**WHAT YOU ARE ASKED TO DO**. Can you quote the records below in full, word for word?

**RECORDED INFORMATION**.

• • • •

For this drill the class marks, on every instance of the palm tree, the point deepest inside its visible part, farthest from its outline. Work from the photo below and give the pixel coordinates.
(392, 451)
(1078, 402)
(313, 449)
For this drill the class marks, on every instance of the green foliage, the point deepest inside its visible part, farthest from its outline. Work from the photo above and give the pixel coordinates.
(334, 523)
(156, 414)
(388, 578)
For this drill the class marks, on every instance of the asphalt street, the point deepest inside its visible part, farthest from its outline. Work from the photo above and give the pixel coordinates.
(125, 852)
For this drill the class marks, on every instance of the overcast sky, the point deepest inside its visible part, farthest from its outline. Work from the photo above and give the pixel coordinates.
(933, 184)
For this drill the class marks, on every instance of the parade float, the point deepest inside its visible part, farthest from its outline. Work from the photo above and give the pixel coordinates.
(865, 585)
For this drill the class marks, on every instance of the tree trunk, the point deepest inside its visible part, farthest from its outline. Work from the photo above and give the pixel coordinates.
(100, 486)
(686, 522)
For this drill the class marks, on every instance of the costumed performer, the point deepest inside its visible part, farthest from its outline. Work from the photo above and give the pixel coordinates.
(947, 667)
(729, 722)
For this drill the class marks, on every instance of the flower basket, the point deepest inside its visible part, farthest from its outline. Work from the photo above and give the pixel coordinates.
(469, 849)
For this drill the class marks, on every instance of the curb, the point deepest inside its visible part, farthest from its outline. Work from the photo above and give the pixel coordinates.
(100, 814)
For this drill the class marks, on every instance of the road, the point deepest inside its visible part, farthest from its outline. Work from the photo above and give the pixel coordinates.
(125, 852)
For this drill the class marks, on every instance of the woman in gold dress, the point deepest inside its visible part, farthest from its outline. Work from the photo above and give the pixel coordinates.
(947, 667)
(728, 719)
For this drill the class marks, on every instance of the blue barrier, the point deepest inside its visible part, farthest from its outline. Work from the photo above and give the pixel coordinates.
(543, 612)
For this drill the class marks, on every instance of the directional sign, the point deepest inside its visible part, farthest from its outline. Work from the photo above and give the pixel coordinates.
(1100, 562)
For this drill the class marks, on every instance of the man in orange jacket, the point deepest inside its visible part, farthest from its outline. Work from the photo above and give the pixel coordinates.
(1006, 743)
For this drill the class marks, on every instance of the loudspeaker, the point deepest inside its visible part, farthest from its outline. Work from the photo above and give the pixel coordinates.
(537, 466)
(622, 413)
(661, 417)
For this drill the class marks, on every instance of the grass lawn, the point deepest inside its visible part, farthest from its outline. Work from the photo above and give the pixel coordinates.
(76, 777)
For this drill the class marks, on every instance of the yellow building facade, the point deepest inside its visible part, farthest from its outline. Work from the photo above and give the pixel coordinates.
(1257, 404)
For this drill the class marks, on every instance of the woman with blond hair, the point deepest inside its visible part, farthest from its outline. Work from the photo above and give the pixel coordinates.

• • • •

**WRITTEN SOLUTION**.
For this drill the class marks, on every instance of the palm tree, the point deepest inside its visible part, farthest from its outline. Work from the photo below and give the pixel coordinates.
(392, 451)
(1078, 402)
(313, 449)
For this drill the class marks, on every instance of the green foliage, the point deepest inside its visible part, farthest from its outline. Work from the photo above and give the pixel coordinates.
(334, 523)
(156, 414)
(388, 578)
For this drill the class marks, on every instance of the asphalt street, the point deepest inside its visible part, farthest from its outline. Work from the photo above and give the pixel coordinates.
(125, 852)
For this drill the class marks, on every instance of the overcast sky, the point deepest inside its visible part, farthest from its outline. Work from the photo above and give the pixel coordinates.
(933, 184)
For this drill the class marks, on every instance of the parade float, the point deepest inside its visible part, farthest from its outline. Work from the photo above and give the pixel coordinates.
(865, 585)
For this drill the class marks, on every instance of the tree trunk, the point deepest inside its visible part, farthest from its outline. Work from the photo above and give the pixel coordinates.
(100, 486)
(686, 522)
For this drill the class marks, on every instance of the costumed performer, the point deepest inside its visible part, farthest from its outline. Work from the photo above and give the pixel coordinates.
(947, 667)
(729, 722)
For this drill the class marks, on every instance of the flower basket, the point deepest inside its visible part, farthest from its outline. Work from the photo above and give the pixel coordinates.
(469, 849)
For this drill the class marks, on every instance of the curb, the point deepest inside its visible part, farthest from its outline. Work from the photo above and give the pixel coordinates.
(100, 814)
For this drill the class marks, on every instance of the road, the point deepest inside its visible part, farthest from its outline. Work from the photo above and give the pixel coordinates.
(125, 852)
For this drill the class marks, on every instance of the woman in gold dress, the point deepest inside its visible part, farthest from its outline. Work from the photo above and give the pixel coordinates.
(947, 667)
(728, 719)
For this drill the class marks, on every instance of the blue barrier, the point deepest inside its visible part, farthest from its outline. Work from the photo above and give the pixel coordinates.
(543, 612)
For this drill the class marks, on every instance of the directional sign, the point deepest inside its visible part, farthest from its outline. Work from the photo above and give the pixel coordinates.
(1100, 562)
For this drill the class marks, on every instance of the man in orange jacket, the point deepest inside its visible part, farthest from its outline. Work from the photo above and give the pixel coordinates.
(1006, 743)
For this drill the class marks, on every instance of the loudspeaker, the point deepest inside its visible part, farthest from its outline. Work from the photo above and give the pixel coordinates.
(537, 466)
(622, 413)
(661, 417)
For this drill the class marks, on every instance of the grass lawn, the point deepest inside its visible part, farthest from its outline. Work from the photo above and give the pixel coordinates.
(76, 777)
For this drill the class marks, on every instance of the yellow building facade, the point deepest inside its visible part, farthest from its outline. Work from the photo above and give the pixel coordinates.
(1257, 404)
For this drill the class marks, on every instance of the woman with blond hair, the point deepest inside its visible part, farthest from its outline. Work from the photo above and give the pixel coordinates.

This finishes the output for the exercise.